▶ **Goal of the exercise**
Each record should be written out exactly as given.

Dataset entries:
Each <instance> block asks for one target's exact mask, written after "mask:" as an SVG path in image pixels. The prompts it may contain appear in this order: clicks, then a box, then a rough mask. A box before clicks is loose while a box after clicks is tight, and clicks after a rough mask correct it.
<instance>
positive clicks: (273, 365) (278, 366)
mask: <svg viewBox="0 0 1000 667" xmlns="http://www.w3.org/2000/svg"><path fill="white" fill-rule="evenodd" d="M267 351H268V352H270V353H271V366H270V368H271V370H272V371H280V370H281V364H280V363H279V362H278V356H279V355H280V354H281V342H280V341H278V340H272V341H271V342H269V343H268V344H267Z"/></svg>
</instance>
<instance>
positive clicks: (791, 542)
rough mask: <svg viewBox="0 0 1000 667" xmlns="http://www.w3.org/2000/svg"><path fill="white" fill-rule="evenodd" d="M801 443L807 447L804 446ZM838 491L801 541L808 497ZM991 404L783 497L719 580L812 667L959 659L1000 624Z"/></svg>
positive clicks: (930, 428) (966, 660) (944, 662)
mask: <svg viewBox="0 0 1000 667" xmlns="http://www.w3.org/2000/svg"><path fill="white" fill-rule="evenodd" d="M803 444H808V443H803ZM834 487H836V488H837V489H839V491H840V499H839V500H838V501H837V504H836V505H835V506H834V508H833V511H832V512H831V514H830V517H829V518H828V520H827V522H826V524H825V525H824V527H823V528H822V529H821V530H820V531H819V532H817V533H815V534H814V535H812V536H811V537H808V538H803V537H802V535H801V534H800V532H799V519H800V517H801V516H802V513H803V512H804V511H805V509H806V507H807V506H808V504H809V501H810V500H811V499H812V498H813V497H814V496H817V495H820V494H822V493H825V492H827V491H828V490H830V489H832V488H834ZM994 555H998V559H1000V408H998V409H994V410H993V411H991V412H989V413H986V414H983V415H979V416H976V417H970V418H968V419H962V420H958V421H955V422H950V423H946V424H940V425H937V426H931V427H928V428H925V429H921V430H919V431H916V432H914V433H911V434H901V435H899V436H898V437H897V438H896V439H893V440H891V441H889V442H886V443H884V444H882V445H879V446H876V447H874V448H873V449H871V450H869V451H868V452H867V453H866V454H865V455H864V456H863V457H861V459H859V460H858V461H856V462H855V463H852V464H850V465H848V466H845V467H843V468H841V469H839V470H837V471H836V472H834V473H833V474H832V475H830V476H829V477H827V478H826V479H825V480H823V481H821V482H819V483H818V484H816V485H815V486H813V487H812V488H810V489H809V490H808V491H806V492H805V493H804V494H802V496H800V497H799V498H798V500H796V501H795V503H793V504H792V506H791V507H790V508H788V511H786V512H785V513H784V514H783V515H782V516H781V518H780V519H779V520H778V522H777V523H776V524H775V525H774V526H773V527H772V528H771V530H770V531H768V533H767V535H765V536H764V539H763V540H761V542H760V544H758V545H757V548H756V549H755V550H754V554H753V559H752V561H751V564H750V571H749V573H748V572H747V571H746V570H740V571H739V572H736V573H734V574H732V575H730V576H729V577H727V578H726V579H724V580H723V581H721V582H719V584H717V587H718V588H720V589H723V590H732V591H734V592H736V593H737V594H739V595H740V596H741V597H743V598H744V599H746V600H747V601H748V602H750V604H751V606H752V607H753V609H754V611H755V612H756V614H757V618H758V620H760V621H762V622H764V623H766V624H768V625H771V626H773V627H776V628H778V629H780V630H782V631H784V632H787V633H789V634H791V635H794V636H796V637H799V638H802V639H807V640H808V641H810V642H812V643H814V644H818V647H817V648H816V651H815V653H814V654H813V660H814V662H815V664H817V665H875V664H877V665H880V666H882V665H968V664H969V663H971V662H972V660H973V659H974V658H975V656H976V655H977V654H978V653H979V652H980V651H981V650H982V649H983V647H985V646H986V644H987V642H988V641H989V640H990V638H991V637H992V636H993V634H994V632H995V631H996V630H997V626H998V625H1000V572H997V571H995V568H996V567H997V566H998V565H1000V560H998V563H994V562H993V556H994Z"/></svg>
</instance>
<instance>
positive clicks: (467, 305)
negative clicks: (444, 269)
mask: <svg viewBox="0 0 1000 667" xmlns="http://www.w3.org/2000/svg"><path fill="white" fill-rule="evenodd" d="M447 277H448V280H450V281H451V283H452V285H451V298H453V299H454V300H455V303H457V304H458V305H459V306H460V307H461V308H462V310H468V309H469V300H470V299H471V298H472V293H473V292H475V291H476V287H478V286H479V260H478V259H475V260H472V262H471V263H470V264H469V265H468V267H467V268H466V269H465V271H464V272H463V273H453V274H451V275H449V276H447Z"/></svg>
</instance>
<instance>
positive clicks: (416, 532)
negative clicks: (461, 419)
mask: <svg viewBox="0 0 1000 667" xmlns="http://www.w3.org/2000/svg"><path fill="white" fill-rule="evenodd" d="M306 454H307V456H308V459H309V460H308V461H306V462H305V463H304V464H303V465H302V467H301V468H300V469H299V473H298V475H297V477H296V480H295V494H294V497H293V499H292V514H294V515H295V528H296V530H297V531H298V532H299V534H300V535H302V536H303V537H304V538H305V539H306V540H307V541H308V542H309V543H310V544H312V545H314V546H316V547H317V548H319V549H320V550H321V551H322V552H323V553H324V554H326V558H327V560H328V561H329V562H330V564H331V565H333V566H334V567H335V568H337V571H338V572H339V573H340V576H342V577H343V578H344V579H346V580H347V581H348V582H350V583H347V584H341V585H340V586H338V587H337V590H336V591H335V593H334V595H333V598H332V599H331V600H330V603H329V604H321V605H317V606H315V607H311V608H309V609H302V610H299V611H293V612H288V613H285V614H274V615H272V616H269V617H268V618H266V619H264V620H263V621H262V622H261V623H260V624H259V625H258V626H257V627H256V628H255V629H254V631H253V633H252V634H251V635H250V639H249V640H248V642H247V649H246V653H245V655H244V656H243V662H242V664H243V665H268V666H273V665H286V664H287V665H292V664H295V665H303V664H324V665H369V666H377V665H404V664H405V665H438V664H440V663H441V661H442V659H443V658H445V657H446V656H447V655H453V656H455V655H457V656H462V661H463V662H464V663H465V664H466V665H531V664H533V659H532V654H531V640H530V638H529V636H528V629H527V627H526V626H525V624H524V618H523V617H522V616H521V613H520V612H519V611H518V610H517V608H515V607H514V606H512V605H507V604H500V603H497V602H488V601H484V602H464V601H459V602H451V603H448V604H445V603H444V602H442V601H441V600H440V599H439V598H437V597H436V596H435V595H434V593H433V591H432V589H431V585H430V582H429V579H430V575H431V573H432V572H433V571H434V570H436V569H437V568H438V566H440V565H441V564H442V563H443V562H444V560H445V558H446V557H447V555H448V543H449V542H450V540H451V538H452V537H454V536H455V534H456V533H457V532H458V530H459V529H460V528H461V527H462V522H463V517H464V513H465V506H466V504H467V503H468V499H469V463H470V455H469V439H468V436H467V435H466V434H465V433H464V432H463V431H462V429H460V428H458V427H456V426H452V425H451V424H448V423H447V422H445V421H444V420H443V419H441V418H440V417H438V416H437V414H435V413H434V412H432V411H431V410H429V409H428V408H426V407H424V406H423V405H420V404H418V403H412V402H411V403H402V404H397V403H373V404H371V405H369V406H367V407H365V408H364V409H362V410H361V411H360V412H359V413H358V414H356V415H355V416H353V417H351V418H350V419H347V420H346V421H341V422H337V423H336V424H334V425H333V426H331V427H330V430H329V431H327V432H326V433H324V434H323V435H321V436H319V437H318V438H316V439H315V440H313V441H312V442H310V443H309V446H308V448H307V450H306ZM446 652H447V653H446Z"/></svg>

▶ **Result of the exercise**
Each <instance> block asks for one target's exact mask, written after "mask:" as an SVG path in image pixels. The prompts it may contain appear in this order: clicks, then a box, then a rough mask. A box before clicks is loose while a box after clicks is tight, and clicks after a rough mask correct it.
<instance>
positive clicks: (273, 365) (278, 366)
mask: <svg viewBox="0 0 1000 667" xmlns="http://www.w3.org/2000/svg"><path fill="white" fill-rule="evenodd" d="M267 351H268V352H270V353H271V366H270V368H271V370H272V371H280V370H281V364H280V363H279V362H278V356H279V355H280V354H281V342H280V341H278V340H272V341H271V342H269V343H268V344H267Z"/></svg>
</instance>
<instance>
positive clicks: (791, 542)
rough mask: <svg viewBox="0 0 1000 667" xmlns="http://www.w3.org/2000/svg"><path fill="white" fill-rule="evenodd" d="M801 443L807 447L804 446ZM838 491L801 541L808 497ZM991 404L783 497L719 580L812 667L959 659L1000 624Z"/></svg>
positive clicks: (930, 428) (966, 660) (944, 662)
mask: <svg viewBox="0 0 1000 667" xmlns="http://www.w3.org/2000/svg"><path fill="white" fill-rule="evenodd" d="M803 444H808V443H803ZM834 487H836V488H837V489H839V491H840V499H839V500H838V501H837V504H836V505H835V506H834V508H833V511H832V512H831V514H830V517H829V518H828V520H827V522H826V524H825V525H824V527H823V528H822V529H821V530H820V531H819V532H817V533H815V534H814V535H812V536H811V537H808V538H803V537H802V535H801V534H800V532H799V519H800V517H801V516H802V513H803V512H804V511H805V509H806V507H807V506H808V504H809V501H810V500H811V499H812V498H813V497H814V496H817V495H820V494H822V493H825V492H827V491H828V490H830V489H832V488H834ZM994 555H998V559H1000V408H998V409H994V410H993V411H991V412H989V413H986V414H983V415H979V416H976V417H970V418H968V419H962V420H958V421H955V422H950V423H946V424H940V425H937V426H931V427H928V428H925V429H921V430H919V431H916V432H914V433H911V434H901V435H899V436H898V437H897V438H896V439H893V440H891V441H889V442H886V443H884V444H882V445H879V446H876V447H874V448H873V449H871V450H869V451H868V452H867V453H866V454H865V455H864V456H863V457H861V459H859V460H858V461H856V462H855V463H852V464H850V465H848V466H845V467H843V468H841V469H839V470H837V471H836V472H834V473H833V474H832V475H830V476H829V477H827V478H826V479H825V480H823V481H821V482H819V483H818V484H816V485H815V486H813V487H812V488H810V489H809V490H808V491H806V492H805V493H804V494H802V496H800V497H799V498H798V500H796V501H795V503H793V504H792V506H791V507H790V508H788V511H786V512H785V513H784V514H783V515H782V516H781V518H780V519H779V520H778V522H777V523H776V524H775V525H774V526H773V527H772V528H771V530H770V531H768V533H767V535H765V536H764V539H763V540H761V542H760V544H758V545H757V548H756V549H755V550H754V554H753V559H752V561H751V564H750V571H749V573H748V572H747V571H746V570H740V571H739V572H736V573H734V574H732V575H730V576H729V577H727V578H726V579H724V580H723V581H721V582H719V584H717V587H718V588H720V589H723V590H732V591H734V592H736V593H737V594H739V595H740V596H741V597H743V598H744V599H746V600H747V601H748V602H750V604H751V606H752V607H753V609H754V611H755V612H756V614H757V618H758V620H760V621H762V622H764V623H766V624H768V625H771V626H773V627H776V628H778V629H780V630H782V631H784V632H787V633H789V634H791V635H794V636H796V637H799V638H802V639H807V640H808V641H810V642H812V643H814V644H818V647H817V648H816V651H815V653H814V654H813V660H814V662H815V664H817V665H875V664H877V665H880V666H882V665H968V664H969V663H971V662H972V660H973V659H974V658H975V656H976V655H977V654H978V653H979V652H980V651H981V650H982V649H983V647H985V646H986V644H987V642H988V641H989V640H990V638H991V637H992V636H993V634H994V632H995V631H996V630H997V626H998V625H1000V572H997V571H995V568H996V567H997V566H998V565H1000V560H998V563H994V562H993V556H994Z"/></svg>
</instance>
<instance>
positive clicks: (467, 305)
negative clicks: (444, 269)
mask: <svg viewBox="0 0 1000 667" xmlns="http://www.w3.org/2000/svg"><path fill="white" fill-rule="evenodd" d="M447 277H448V280H450V281H451V283H452V285H451V298H453V299H454V300H455V303H457V304H458V305H459V306H460V307H461V308H462V310H468V309H469V300H470V299H471V298H472V293H473V292H475V291H476V287H478V286H479V260H478V259H475V260H472V262H471V263H470V264H469V265H468V267H467V268H466V269H465V271H464V272H463V273H453V274H451V275H449V276H447Z"/></svg>
</instance>
<instance>
positive clicks: (416, 532)
negative clicks: (461, 419)
mask: <svg viewBox="0 0 1000 667" xmlns="http://www.w3.org/2000/svg"><path fill="white" fill-rule="evenodd" d="M306 454H307V456H308V459H309V460H308V461H306V462H305V463H304V464H303V465H302V467H301V468H300V469H299V473H298V475H297V477H296V480H295V494H294V497H293V499H292V514H294V515H295V528H296V530H297V531H298V532H299V534H300V535H302V536H303V537H304V538H305V539H306V540H307V541H308V542H309V543H310V544H312V545H314V546H316V547H317V548H319V549H320V550H321V551H322V552H323V553H324V554H326V558H327V560H328V561H329V562H330V564H331V565H333V566H334V567H335V568H337V571H338V572H339V573H340V576H342V577H343V578H344V579H346V580H347V581H348V582H350V583H347V584H341V585H340V586H338V587H337V590H336V591H335V593H334V595H333V598H332V599H331V600H330V603H329V604H321V605H317V606H315V607H311V608H309V609H302V610H299V611H293V612H288V613H285V614H274V615H272V616H269V617H268V618H266V619H264V620H263V621H262V622H261V623H260V624H259V625H258V626H257V627H256V628H255V629H254V631H253V633H252V634H251V635H250V639H249V640H248V642H247V649H246V653H245V655H244V656H243V662H242V664H243V665H268V666H273V665H286V664H287V665H292V664H295V665H303V664H324V665H369V666H377V665H404V664H405V665H438V664H440V663H441V661H442V659H443V658H445V657H446V656H447V655H453V656H455V655H457V656H462V661H463V662H464V663H465V664H466V665H531V664H533V659H532V654H531V640H530V638H529V636H528V629H527V627H526V626H525V624H524V618H523V617H522V616H521V613H520V612H519V611H518V610H517V608H515V607H514V606H512V605H507V604H500V603H497V602H488V601H484V602H464V601H459V602H451V603H448V604H445V603H444V602H442V601H441V600H440V599H439V598H437V597H436V596H435V595H434V593H433V591H432V589H431V585H430V582H429V579H430V575H431V573H432V572H433V571H434V570H436V569H437V568H438V566H440V565H441V564H442V563H443V562H444V560H445V558H446V557H447V555H448V543H449V542H450V540H451V538H452V537H454V536H455V534H456V533H457V532H458V530H459V529H460V528H461V527H462V522H463V517H464V513H465V506H466V504H467V503H468V499H469V463H470V455H469V439H468V436H467V435H466V434H465V433H464V432H463V431H462V429H460V428H458V427H456V426H452V425H451V424H448V423H447V422H445V421H444V420H443V419H441V418H440V417H438V416H437V414H435V413H434V412H432V411H431V410H429V409H428V408H426V407H424V406H423V405H420V404H418V403H412V402H411V403H402V404H397V403H373V404H371V405H369V406H367V407H365V408H364V409H362V410H361V411H360V412H359V413H358V414H356V415H355V416H353V417H351V418H350V419H347V420H346V421H341V422H337V423H336V424H334V425H333V426H331V427H330V430H329V431H327V432H326V433H324V434H323V435H321V436H319V437H318V438H316V439H315V440H313V441H312V442H310V443H309V446H308V448H307V450H306ZM446 652H447V653H446Z"/></svg>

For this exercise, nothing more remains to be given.